§ **Passage shown**

___

Lesson 4: Schema Migrations in Rust Projects

A teammate once ran ALTER TABLE orders DROP COLUMN status on the production database because he’d tested it locally and “it worked fine.” What he didn’t realize was that three other services depended on that column, and they all started throwing errors simultaneously. We spent the evening restoring from a backup.

Schema migrations exist to prevent exactly this — they’re version control for your database.

The Problem

Your database schema isn’t static. Features get added, requirements change, data models evolve. You need a way to:

Track what schema changes have been applied
Apply changes in the correct order
Roll back changes when they break things
Ensure every environment (dev, staging, prod) has the same schema
Coordinate schema changes across a team

Doing this manually — running SQL scripts by hand, keeping a wiki page of “what to run” — works until it doesn’t. And when it doesn’t, you get the dropped-column incident I described above.

Migration Tools in the Rust Ecosystem

You have three main options:

Diesel CLI — Built into Diesel, generates schema.rs automatically
SQLx CLI — Works with SQLx, lightweight and unopinionated
refinery — Standalone migration runner, works with any database library

I’ll cover all three because which one you pick depends on your database library choice.

___

§ **Supplied records**
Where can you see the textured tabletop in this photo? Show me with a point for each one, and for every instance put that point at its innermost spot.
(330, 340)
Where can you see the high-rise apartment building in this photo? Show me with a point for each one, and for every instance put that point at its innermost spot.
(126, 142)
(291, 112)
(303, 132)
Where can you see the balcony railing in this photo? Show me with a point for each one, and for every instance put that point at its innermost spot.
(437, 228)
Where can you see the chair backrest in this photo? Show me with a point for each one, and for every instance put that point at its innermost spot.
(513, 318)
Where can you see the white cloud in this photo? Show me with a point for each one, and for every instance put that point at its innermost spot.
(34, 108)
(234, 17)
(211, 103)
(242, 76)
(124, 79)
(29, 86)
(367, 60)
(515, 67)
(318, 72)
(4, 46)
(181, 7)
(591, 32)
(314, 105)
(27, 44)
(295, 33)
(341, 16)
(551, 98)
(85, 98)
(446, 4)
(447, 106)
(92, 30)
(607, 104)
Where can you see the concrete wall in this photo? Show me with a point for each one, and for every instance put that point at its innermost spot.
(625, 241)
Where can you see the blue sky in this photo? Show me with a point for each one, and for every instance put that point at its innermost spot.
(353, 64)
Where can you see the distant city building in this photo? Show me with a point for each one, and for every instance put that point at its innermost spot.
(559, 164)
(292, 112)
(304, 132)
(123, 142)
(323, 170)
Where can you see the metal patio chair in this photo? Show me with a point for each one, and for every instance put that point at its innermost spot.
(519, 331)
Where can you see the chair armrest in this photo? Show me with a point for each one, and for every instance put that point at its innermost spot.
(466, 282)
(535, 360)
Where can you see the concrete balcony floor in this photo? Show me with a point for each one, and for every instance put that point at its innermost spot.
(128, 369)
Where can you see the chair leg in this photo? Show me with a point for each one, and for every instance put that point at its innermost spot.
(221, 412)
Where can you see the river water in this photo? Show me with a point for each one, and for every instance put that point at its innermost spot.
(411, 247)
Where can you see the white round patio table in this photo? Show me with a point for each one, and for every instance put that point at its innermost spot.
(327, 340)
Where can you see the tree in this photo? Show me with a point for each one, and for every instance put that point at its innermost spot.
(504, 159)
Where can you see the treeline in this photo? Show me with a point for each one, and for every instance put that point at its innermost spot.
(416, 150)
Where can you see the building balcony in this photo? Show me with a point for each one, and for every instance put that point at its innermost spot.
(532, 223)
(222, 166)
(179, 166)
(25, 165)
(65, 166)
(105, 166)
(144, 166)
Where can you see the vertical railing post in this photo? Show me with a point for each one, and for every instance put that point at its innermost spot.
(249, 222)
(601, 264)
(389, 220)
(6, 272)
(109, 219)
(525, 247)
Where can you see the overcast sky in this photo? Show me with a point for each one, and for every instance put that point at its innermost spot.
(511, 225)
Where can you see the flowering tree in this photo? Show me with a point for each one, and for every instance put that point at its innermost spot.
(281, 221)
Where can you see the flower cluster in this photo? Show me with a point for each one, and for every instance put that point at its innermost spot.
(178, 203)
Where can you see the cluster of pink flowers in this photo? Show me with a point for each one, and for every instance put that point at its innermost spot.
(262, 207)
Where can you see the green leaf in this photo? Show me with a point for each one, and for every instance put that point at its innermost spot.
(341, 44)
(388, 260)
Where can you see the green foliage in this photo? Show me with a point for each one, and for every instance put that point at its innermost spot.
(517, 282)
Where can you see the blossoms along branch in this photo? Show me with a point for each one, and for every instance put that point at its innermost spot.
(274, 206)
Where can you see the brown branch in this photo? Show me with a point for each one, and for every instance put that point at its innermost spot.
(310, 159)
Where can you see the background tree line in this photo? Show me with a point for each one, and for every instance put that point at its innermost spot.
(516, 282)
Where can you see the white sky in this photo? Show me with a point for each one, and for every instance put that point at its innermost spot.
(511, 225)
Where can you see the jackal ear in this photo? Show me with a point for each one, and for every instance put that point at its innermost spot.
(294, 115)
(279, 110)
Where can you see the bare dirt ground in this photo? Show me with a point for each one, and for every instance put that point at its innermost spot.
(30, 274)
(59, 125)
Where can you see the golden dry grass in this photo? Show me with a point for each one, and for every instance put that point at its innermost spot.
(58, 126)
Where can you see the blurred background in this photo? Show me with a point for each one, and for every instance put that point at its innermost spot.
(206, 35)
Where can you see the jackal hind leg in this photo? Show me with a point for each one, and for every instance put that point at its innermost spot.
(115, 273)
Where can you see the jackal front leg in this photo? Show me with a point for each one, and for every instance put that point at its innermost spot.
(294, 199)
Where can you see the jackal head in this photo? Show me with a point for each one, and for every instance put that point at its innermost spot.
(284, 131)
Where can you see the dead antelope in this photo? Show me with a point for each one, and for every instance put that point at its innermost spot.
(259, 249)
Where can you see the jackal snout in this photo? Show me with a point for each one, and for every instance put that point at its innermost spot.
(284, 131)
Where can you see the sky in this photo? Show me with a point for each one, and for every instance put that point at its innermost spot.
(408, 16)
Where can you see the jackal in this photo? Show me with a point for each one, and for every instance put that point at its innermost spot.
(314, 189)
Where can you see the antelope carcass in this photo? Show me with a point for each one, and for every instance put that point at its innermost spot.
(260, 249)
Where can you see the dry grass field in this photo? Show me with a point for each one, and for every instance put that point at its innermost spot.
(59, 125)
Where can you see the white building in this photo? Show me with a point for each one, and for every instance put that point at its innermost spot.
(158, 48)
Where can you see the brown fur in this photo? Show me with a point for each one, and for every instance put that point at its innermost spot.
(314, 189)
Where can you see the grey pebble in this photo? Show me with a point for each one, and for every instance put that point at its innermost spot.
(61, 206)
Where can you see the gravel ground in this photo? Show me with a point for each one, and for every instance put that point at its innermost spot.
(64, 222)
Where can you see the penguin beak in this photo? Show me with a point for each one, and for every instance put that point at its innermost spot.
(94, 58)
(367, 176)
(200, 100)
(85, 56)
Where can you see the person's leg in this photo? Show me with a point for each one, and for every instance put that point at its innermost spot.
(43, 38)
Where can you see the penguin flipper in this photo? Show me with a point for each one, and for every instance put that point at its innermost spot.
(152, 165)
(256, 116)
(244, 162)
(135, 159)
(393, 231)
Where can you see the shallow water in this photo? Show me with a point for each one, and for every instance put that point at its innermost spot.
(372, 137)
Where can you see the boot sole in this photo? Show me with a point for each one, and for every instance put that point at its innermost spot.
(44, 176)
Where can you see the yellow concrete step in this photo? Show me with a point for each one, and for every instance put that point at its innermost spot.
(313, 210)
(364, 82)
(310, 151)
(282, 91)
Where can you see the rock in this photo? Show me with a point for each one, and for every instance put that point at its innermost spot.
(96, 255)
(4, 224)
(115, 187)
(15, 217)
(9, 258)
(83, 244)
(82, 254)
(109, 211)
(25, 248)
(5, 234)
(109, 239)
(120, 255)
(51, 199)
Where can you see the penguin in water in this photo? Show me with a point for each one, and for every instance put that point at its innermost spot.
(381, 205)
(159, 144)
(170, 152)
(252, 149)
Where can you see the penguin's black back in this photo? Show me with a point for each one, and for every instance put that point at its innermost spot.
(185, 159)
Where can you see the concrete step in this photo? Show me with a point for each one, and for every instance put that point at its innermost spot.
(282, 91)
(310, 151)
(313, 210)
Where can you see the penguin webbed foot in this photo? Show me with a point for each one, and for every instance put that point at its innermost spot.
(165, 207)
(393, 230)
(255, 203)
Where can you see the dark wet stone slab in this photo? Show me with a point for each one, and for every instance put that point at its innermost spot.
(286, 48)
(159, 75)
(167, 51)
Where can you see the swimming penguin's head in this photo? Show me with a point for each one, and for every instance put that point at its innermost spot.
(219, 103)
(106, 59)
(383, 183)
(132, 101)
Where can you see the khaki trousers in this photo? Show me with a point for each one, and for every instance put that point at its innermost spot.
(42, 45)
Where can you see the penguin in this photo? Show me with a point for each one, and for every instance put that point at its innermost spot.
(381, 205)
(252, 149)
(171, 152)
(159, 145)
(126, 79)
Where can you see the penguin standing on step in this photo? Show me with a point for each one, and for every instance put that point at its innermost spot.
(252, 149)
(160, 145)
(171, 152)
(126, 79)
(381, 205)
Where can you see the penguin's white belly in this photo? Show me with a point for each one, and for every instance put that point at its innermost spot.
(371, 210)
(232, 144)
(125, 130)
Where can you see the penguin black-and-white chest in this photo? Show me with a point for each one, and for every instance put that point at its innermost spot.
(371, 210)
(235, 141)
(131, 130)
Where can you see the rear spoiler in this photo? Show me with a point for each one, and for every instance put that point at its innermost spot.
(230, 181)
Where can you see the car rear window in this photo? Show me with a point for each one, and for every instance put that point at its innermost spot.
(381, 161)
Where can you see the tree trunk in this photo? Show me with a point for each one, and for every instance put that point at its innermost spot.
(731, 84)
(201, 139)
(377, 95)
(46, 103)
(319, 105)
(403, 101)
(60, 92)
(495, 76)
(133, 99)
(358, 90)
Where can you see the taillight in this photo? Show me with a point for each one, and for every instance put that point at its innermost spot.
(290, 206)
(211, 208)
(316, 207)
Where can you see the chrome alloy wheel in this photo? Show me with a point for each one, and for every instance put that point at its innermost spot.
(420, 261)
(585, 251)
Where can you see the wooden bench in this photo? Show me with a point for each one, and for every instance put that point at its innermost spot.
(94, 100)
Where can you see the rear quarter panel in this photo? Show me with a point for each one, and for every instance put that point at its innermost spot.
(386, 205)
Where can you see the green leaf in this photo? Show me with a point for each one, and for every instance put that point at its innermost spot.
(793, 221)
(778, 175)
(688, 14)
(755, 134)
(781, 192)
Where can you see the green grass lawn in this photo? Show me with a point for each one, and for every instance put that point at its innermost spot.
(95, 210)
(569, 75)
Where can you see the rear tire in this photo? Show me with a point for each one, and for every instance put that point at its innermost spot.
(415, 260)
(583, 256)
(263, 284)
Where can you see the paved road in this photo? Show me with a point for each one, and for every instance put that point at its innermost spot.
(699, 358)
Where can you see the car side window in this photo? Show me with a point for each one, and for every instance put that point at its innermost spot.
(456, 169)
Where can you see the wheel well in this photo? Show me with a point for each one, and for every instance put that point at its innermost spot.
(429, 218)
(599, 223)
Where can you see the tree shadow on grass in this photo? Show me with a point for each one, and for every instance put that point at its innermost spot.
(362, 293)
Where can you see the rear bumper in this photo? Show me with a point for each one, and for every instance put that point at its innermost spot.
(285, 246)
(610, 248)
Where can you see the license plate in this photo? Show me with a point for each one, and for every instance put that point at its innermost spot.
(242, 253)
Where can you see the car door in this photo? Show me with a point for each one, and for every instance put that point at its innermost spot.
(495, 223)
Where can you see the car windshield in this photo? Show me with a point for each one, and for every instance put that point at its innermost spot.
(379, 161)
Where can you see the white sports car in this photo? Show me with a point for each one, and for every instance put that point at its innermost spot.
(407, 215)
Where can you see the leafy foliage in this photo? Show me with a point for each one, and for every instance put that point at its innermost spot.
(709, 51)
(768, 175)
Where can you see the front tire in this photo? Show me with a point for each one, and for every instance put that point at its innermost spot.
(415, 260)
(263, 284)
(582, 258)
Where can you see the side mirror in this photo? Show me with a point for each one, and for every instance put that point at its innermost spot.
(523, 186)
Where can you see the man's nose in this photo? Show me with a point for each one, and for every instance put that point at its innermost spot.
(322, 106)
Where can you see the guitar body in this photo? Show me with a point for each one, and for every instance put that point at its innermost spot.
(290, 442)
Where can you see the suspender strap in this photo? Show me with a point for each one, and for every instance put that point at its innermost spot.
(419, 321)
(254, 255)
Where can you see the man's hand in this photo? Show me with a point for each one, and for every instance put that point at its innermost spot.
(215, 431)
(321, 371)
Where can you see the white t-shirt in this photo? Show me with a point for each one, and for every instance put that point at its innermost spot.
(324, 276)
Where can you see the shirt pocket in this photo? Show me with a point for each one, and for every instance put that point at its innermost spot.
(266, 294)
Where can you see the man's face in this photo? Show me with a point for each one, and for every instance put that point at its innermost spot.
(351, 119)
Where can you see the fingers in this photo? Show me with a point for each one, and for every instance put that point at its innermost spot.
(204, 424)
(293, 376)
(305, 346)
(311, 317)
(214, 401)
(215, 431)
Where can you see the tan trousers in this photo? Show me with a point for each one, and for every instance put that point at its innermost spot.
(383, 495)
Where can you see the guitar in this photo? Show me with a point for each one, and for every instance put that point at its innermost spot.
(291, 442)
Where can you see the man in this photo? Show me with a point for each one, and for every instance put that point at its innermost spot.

___

§ **What this exercise asks**
**a)** Answer these questions using the lesson on schema migrations in Rust, one answer per line:
(i) What command did the teammate run on the production database?
(ii) How many other services depended on the column that was removed?
(iii) Which tool does the lesson describe as a standalone migration runner that works with any database library?
**b)** Summarize the lesson on schema migrations in Rust in two sentences.
**c)** Carry on the lesson on schema migrations in Rust from its final sentence.
The rows have no connection to the lesson on schema migrations.

§ **Replies**
**a)**
(i) ALTER TABLE orders DROP COLUMN status
(ii) Three
(iii) refinery

**b)** Schema migrations work as version control for a database, tracking which changes have been applied, applying them in order, allowing rollbacks and keeping every environment on the same schema, where manual SQL scripts eventually fail. The three main migration tools in Rust are Diesel CLI, SQLx CLI and refinery, and the right choice depends on the database library in use.

**c)**
SQLx Migrations

If you’re using SQLx, its migration system is straightforward:

cargo install sqlx-cli
sqlx migrate add create_users

This creates migrations/YYYYMMDDHHMMSS_create_users.sql. Write your migration:

-- migrations/20241026_create_users.sql
CREATE TABLE users (
    id UUID PRIMARY KEY DEFAULT gen_random_uuid(),
    username VARCHAR(255) NOT NULL UNIQUE,
    email VARCHAR(255) NOT NULL UNIQUE,
    password_hash VARCHAR(255) NOT NULL,
    bio TEXT,
    created_at TIMESTAMPTZ NOT NULL DEFAULT NOW(),
    updated_at TIMESTAMPTZ NOT NULL DEFAULT NOW()
);

CREATE INDEX idx_users_email ON users(email);
CREATE INDEX idx_users_username ON users(username);

Run it:

sqlx migrate run

SQLx tracks applied migrations in a _sqlx_migrations table. Each migration runs exactly once, in filename order.

You can also run migrations from your application at startup:

use sqlx::postgres::PgPoolOptions;
use sqlx::migrate::Migrator;
use std::path::Path;

#[tokio::main]
async fn main() -> Result<(), sqlx::Error> {
    let pool = PgPoolOptions::new()
        .max_connections(5)
        .connect("postgres://localhost/myapp")
        .await?;

    // Run migrations at startup
    sqlx::migrate!("./migrations")
        .run(&pool)
        .await?;

    println!("Migrations applied successfully");
    Ok(())
}

That sqlx::migrate! macro embeds the migration files into your binary at compile time. Your deployed binary carries its own migrations — no need to ship SQL files alongside it. This is genuinely clever.

Diesel Migrations

Diesel’s migration system uses paired up/down files:

diesel migration generate create_users

This creates a directory with two files:

-- migrations/2024-10-26-191200_create_users/up.sql
CREATE TABLE users (
    id UUID PRIMARY KEY DEFAULT gen_random_uuid(),
    username VARCHAR(255) NOT NULL UNIQUE,
    email VARCHAR(255) NOT NULL UNIQUE,
    password_hash VARCHAR(255) NOT NULL,
    bio TEXT,
    created_at TIMESTAMPTZ NOT NULL DEFAULT NOW(),
    updated_at TIMESTAMPTZ NOT NULL DEFAULT NOW()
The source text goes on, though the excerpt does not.